### Task objective
Could you reproduce, from the records below, everything from the line with "Target: trash bin" down to the line with "Target: building reflection", keeping both of those lines and changing nothing?

### Data shown
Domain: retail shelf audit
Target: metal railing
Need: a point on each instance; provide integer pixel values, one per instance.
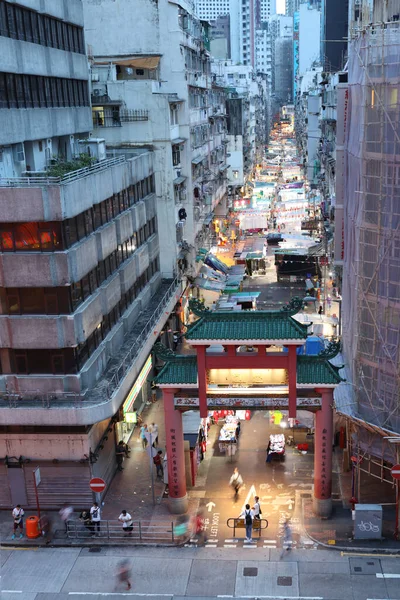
(141, 340)
(140, 532)
(38, 181)
(238, 523)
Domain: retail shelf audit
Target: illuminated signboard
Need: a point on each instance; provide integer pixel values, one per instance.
(135, 389)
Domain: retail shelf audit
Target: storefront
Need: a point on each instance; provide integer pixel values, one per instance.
(134, 402)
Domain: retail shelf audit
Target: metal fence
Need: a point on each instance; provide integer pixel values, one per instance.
(142, 532)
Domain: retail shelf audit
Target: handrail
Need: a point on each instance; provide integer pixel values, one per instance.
(65, 179)
(239, 522)
(140, 531)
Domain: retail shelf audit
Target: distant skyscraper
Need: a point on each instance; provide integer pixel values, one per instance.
(292, 6)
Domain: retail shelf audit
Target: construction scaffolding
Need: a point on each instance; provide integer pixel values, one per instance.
(371, 268)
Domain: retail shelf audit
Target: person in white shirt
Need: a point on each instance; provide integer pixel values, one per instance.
(127, 523)
(257, 508)
(248, 516)
(18, 516)
(65, 513)
(95, 515)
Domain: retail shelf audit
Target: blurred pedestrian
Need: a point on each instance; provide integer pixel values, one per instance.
(199, 528)
(248, 515)
(87, 520)
(46, 527)
(123, 575)
(157, 460)
(154, 430)
(142, 435)
(65, 513)
(287, 538)
(120, 455)
(96, 517)
(257, 508)
(127, 523)
(18, 519)
(236, 481)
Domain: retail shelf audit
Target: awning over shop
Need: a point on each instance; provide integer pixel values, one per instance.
(179, 180)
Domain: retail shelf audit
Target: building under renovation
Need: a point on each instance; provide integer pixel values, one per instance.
(369, 236)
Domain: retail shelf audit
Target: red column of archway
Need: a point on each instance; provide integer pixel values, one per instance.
(178, 502)
(322, 502)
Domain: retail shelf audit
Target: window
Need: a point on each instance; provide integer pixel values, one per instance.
(26, 91)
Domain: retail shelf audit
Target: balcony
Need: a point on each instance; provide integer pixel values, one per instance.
(102, 402)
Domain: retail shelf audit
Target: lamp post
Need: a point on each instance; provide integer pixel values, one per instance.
(396, 440)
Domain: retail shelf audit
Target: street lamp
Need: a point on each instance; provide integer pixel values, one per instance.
(396, 440)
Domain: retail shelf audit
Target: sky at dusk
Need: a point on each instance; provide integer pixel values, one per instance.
(280, 7)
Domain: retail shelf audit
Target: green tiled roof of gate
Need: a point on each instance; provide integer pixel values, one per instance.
(180, 371)
(315, 370)
(311, 370)
(249, 325)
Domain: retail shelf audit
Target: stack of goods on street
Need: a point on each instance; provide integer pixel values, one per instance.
(276, 447)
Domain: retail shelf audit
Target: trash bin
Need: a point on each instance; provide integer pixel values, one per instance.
(368, 522)
(32, 529)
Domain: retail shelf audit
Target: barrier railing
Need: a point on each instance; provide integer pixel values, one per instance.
(236, 523)
(140, 532)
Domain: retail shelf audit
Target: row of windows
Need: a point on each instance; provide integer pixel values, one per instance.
(35, 91)
(66, 361)
(65, 300)
(85, 350)
(49, 236)
(27, 25)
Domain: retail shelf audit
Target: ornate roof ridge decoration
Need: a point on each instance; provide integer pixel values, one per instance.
(198, 307)
(168, 355)
(294, 306)
(332, 349)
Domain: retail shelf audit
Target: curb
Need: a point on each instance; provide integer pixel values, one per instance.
(362, 550)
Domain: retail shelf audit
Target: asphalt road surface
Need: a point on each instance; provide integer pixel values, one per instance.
(74, 573)
(280, 485)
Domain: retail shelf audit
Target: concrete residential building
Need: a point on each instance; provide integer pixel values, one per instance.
(368, 236)
(159, 87)
(80, 285)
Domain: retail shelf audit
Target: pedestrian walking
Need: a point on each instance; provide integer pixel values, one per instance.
(175, 340)
(120, 455)
(123, 575)
(154, 431)
(158, 460)
(127, 523)
(287, 538)
(142, 435)
(95, 514)
(65, 513)
(199, 528)
(257, 508)
(46, 528)
(236, 481)
(18, 518)
(87, 520)
(248, 515)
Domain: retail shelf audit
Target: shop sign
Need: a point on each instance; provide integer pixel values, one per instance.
(131, 418)
(228, 402)
(135, 389)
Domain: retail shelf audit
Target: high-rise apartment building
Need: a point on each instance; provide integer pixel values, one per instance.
(80, 284)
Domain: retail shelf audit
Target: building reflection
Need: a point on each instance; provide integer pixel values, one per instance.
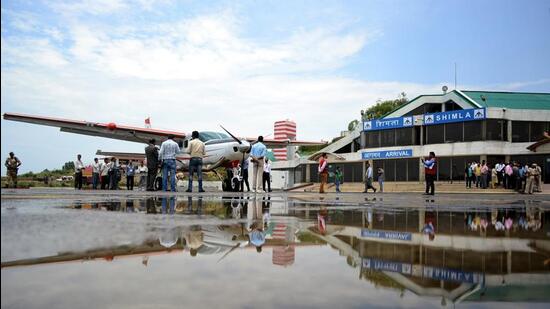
(475, 254)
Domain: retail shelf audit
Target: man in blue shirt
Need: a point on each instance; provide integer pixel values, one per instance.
(258, 154)
(167, 156)
(244, 174)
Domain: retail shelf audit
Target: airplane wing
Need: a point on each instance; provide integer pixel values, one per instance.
(272, 143)
(107, 130)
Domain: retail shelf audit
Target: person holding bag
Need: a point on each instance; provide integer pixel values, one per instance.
(323, 172)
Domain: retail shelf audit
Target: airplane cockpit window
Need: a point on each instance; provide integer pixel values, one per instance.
(207, 136)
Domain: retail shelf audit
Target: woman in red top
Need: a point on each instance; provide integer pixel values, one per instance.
(323, 172)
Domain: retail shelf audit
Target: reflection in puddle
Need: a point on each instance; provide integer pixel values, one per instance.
(441, 256)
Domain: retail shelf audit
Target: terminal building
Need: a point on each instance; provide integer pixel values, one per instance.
(459, 126)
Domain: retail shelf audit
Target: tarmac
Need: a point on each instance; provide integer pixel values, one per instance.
(390, 199)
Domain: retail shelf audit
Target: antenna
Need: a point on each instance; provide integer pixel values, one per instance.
(455, 75)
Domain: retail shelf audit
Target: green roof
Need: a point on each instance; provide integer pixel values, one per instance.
(512, 100)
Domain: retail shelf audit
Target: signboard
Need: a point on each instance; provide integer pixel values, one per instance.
(396, 267)
(447, 274)
(427, 272)
(428, 119)
(455, 116)
(388, 123)
(390, 154)
(386, 235)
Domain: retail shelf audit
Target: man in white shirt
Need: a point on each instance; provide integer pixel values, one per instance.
(167, 155)
(499, 167)
(96, 170)
(197, 152)
(267, 175)
(142, 171)
(78, 169)
(370, 177)
(105, 180)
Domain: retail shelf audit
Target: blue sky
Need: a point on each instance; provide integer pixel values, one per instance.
(197, 64)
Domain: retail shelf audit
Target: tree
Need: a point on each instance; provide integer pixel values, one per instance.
(382, 108)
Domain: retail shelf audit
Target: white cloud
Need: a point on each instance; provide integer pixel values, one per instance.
(190, 74)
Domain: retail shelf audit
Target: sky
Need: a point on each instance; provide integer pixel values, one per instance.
(195, 65)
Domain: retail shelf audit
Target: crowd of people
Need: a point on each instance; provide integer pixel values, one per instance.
(523, 178)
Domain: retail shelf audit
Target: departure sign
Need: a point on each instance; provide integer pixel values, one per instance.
(388, 123)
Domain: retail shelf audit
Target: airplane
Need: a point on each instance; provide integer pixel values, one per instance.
(222, 149)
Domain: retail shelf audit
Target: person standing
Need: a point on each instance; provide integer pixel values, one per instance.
(369, 178)
(130, 173)
(338, 178)
(468, 175)
(258, 153)
(267, 175)
(197, 152)
(244, 169)
(529, 186)
(78, 168)
(430, 170)
(142, 171)
(12, 165)
(105, 174)
(96, 170)
(500, 168)
(381, 179)
(538, 173)
(167, 155)
(484, 174)
(323, 172)
(508, 172)
(477, 173)
(152, 156)
(114, 174)
(494, 177)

### Response area
Target: trash bin
Need: a point on each instance; provide integer pixel values, one per instance.
(368, 522)
(32, 529)
Domain: retail shelf audit
Target: barrier railing
Need: a point on each instance; provide integer pixel values, one per instance.
(236, 523)
(140, 532)
Domain: retail shelf audit
Target: row of windows
Need: a point on each instance; provide integer pixel values, one per instance.
(35, 91)
(66, 361)
(65, 300)
(85, 350)
(49, 236)
(27, 25)
Domain: retail shelf audit
Target: ornate roof ridge decoration
Need: a point on each instance; provide integer pixel values, one per instance.
(198, 307)
(168, 355)
(294, 306)
(332, 349)
Domain: retail shelf audit
Target: curb
Need: a point on each instance; provide integer pixel values, one per instance.
(362, 550)
Domain: retail shelf audit
Target: asphalt road surface
Need: a point on each instance; provide integer pixel values, one per instance.
(74, 573)
(280, 485)
Domain: retail shelf audit
Target: concrete residential building
Need: a point on each instance; provide integer pixel values, one per instance.
(368, 236)
(159, 87)
(80, 285)
Domain: retail shelf audit
Target: pedestrian walking
Need: a point on each instance; provide integer pixel values, one per instance.
(175, 340)
(120, 455)
(123, 575)
(154, 431)
(158, 460)
(127, 523)
(287, 538)
(142, 435)
(95, 514)
(65, 513)
(199, 528)
(257, 508)
(46, 528)
(236, 481)
(18, 518)
(87, 520)
(248, 515)
Domain: retail shelf audit
Target: shop sign
Need: a point on each instance; provide integer pixel values, one per instance.
(131, 418)
(228, 402)
(135, 389)
Domain: retail shelf audit
Target: high-rise apartment building
Need: a point on each instance; provide integer pixel values, one per instance.
(80, 284)
Domain: retail shelf audit
Target: building reflection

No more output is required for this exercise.